**YOUR GOAL:**
Reproduce the material in full, exactly as written.

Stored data
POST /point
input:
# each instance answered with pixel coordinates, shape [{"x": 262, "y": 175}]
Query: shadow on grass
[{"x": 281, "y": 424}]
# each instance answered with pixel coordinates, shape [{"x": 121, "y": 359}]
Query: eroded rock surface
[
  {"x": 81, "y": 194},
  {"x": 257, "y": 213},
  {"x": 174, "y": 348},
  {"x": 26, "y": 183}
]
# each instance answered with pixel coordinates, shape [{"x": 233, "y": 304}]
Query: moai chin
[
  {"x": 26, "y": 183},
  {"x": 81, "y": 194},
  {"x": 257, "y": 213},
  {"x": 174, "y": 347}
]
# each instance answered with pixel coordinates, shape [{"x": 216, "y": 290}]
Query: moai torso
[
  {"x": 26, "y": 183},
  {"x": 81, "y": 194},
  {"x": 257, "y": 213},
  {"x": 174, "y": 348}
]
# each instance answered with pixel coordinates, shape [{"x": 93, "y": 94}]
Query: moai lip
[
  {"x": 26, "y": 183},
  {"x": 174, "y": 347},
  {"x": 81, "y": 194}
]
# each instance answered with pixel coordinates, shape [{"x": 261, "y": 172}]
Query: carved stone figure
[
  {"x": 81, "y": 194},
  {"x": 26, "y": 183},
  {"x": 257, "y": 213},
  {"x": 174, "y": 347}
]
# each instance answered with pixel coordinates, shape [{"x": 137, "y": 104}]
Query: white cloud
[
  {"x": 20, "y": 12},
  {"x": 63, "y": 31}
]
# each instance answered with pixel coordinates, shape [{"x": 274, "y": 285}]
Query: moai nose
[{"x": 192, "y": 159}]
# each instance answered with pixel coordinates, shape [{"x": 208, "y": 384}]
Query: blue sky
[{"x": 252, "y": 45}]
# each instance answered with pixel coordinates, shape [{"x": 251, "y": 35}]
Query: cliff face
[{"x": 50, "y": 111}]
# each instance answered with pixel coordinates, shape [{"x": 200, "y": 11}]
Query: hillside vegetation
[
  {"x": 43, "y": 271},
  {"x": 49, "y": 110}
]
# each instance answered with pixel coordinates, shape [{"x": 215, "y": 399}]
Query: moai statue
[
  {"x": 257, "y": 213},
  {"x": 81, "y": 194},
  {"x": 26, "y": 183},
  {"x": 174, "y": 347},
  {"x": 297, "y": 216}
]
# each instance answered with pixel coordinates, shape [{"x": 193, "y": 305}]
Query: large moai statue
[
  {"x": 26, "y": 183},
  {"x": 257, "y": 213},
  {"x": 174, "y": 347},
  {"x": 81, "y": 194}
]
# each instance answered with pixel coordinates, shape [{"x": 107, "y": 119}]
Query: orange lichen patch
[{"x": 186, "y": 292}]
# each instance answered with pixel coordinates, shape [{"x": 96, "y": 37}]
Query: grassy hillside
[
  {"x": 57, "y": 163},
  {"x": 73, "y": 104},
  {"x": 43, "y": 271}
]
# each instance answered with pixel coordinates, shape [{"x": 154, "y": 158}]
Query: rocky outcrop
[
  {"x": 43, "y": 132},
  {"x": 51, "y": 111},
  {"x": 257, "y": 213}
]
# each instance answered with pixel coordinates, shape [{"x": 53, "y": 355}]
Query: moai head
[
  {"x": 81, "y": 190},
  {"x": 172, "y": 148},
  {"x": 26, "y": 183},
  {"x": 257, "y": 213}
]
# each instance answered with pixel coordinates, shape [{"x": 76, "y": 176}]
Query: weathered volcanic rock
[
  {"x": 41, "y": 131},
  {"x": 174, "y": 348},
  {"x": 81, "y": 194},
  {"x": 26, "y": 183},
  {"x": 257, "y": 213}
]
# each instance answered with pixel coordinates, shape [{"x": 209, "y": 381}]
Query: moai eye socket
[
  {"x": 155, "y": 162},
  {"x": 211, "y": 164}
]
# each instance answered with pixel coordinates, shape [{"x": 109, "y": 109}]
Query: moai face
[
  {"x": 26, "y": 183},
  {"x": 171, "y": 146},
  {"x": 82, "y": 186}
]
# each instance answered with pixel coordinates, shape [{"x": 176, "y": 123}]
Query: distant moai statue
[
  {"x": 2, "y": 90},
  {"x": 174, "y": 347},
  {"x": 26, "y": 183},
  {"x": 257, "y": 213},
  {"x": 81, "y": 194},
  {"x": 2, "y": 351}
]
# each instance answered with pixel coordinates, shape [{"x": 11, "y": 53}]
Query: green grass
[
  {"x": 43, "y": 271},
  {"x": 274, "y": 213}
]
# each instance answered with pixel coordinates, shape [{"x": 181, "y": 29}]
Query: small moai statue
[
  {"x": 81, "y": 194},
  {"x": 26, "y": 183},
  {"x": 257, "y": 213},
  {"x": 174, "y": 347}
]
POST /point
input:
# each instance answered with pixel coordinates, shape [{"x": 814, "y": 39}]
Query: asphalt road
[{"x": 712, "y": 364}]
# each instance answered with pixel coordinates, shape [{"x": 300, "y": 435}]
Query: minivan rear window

**THE REPLY:**
POST /point
input:
# each instance answered with pixel coordinates, shape [{"x": 262, "y": 175}]
Query: shadow on grass
[{"x": 281, "y": 424}]
# each instance answered with pixel coordinates, shape [{"x": 121, "y": 359}]
Query: eroded rock surface
[
  {"x": 81, "y": 194},
  {"x": 257, "y": 213},
  {"x": 174, "y": 348},
  {"x": 26, "y": 183}
]
# each instance answered with pixel coordinates, shape [{"x": 233, "y": 304}]
Query: moai chin
[
  {"x": 26, "y": 183},
  {"x": 81, "y": 194},
  {"x": 257, "y": 213},
  {"x": 174, "y": 347}
]
# each instance answered with pixel coordinates, shape [{"x": 216, "y": 290}]
Query: moai torso
[
  {"x": 26, "y": 183},
  {"x": 81, "y": 194},
  {"x": 257, "y": 213},
  {"x": 174, "y": 348}
]
# each instance answered with pixel coordinates, shape [{"x": 93, "y": 94}]
Query: moai lip
[
  {"x": 26, "y": 183},
  {"x": 174, "y": 347},
  {"x": 81, "y": 194}
]
# each instance answered with pixel coordinates, shape [{"x": 261, "y": 172}]
Query: carved stone figure
[
  {"x": 81, "y": 194},
  {"x": 26, "y": 183},
  {"x": 257, "y": 213},
  {"x": 174, "y": 347}
]
# each instance answered with pixel coordinates, shape [{"x": 137, "y": 104}]
Query: white cloud
[
  {"x": 20, "y": 12},
  {"x": 63, "y": 31}
]
# each instance answered with pixel coordinates, shape [{"x": 274, "y": 285}]
Query: moai nose
[{"x": 192, "y": 159}]
# each instance answered with pixel coordinates, shape [{"x": 208, "y": 384}]
Query: blue sky
[{"x": 252, "y": 45}]
# each instance answered with pixel coordinates, shape [{"x": 251, "y": 35}]
Query: cliff face
[{"x": 50, "y": 111}]
# each instance answered with pixel coordinates, shape [{"x": 200, "y": 11}]
Query: hillside vegetation
[
  {"x": 43, "y": 271},
  {"x": 49, "y": 110}
]
# each instance answered with pixel coordinates, shape [{"x": 215, "y": 399}]
Query: moai statue
[
  {"x": 257, "y": 213},
  {"x": 81, "y": 194},
  {"x": 26, "y": 183},
  {"x": 174, "y": 347},
  {"x": 297, "y": 216}
]
# each instance answered with pixel coordinates, shape [{"x": 193, "y": 305}]
Query: large moai statue
[
  {"x": 26, "y": 183},
  {"x": 257, "y": 213},
  {"x": 174, "y": 347},
  {"x": 81, "y": 194}
]
# each instance answered with pixel coordinates, shape [{"x": 107, "y": 119}]
Query: orange lichen patch
[{"x": 186, "y": 292}]
# each instance answered with pixel coordinates, shape [{"x": 96, "y": 37}]
Query: grassy hillside
[
  {"x": 57, "y": 163},
  {"x": 73, "y": 104},
  {"x": 43, "y": 271}
]
# each instance answered with pixel coordinates, shape [{"x": 154, "y": 158}]
Query: rocky outcrop
[
  {"x": 43, "y": 132},
  {"x": 51, "y": 111},
  {"x": 257, "y": 213}
]
# each instance answered with pixel coordinates, shape [{"x": 53, "y": 355}]
Query: moai head
[
  {"x": 81, "y": 190},
  {"x": 172, "y": 148},
  {"x": 26, "y": 183},
  {"x": 257, "y": 213}
]
# each instance answered with pixel coordinates, shape [{"x": 76, "y": 176}]
Query: weathered volcanic rock
[
  {"x": 41, "y": 131},
  {"x": 174, "y": 348},
  {"x": 81, "y": 194},
  {"x": 26, "y": 183},
  {"x": 257, "y": 213}
]
# each instance answered with pixel coordinates, shape [{"x": 209, "y": 381}]
Query: moai eye socket
[
  {"x": 155, "y": 162},
  {"x": 211, "y": 164}
]
# each instance answered with pixel coordinates, shape [{"x": 109, "y": 109}]
Query: moai face
[
  {"x": 26, "y": 183},
  {"x": 171, "y": 146},
  {"x": 82, "y": 186}
]
# each instance answered with pixel coordinates, shape [{"x": 176, "y": 123}]
Query: distant moai statue
[
  {"x": 2, "y": 90},
  {"x": 174, "y": 347},
  {"x": 26, "y": 183},
  {"x": 257, "y": 213},
  {"x": 81, "y": 194},
  {"x": 2, "y": 351}
]
# each instance answered with pixel coordinates, shape [{"x": 11, "y": 53}]
Query: green grass
[
  {"x": 43, "y": 271},
  {"x": 274, "y": 213}
]
# each instance answered with pixel coordinates, shape [{"x": 181, "y": 29}]
Query: small moai statue
[
  {"x": 81, "y": 194},
  {"x": 26, "y": 183},
  {"x": 257, "y": 213},
  {"x": 174, "y": 347}
]
POST /point
input:
# each instance answered with pixel coordinates, shape [{"x": 814, "y": 39}]
Query: asphalt road
[{"x": 712, "y": 364}]
# each instance answered with pixel coordinates, shape [{"x": 300, "y": 435}]
Query: minivan rear window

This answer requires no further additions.